#### WORK INSTRUCTIONS
Work through the data line by line, gathering every line that has the word "Target".

[ENTRIES SUPPLIED Boundary: Start]

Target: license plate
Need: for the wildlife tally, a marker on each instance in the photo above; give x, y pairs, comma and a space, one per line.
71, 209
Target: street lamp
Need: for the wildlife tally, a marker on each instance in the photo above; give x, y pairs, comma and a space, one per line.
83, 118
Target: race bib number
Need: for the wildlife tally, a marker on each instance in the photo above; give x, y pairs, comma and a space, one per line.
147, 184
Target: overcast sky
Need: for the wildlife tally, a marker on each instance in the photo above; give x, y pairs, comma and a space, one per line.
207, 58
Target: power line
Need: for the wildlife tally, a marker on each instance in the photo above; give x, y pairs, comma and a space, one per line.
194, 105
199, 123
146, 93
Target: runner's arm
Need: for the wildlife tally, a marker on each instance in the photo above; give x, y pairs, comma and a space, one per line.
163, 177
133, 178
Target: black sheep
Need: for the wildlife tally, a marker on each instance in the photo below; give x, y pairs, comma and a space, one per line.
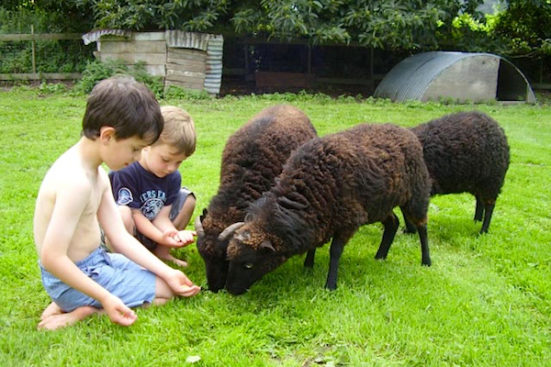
253, 156
328, 188
465, 152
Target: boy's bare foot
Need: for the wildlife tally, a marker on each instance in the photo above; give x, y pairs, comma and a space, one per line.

[ENTRIES SUPPLIED Boundary: End]

#### PROBLEM SOLUTION
Target: license plate
Target: street lamp
Target: race bib number
Target: overcast sky
Target: power line
Target: runner's arm
Target: black sheep
Target: boy's bare foot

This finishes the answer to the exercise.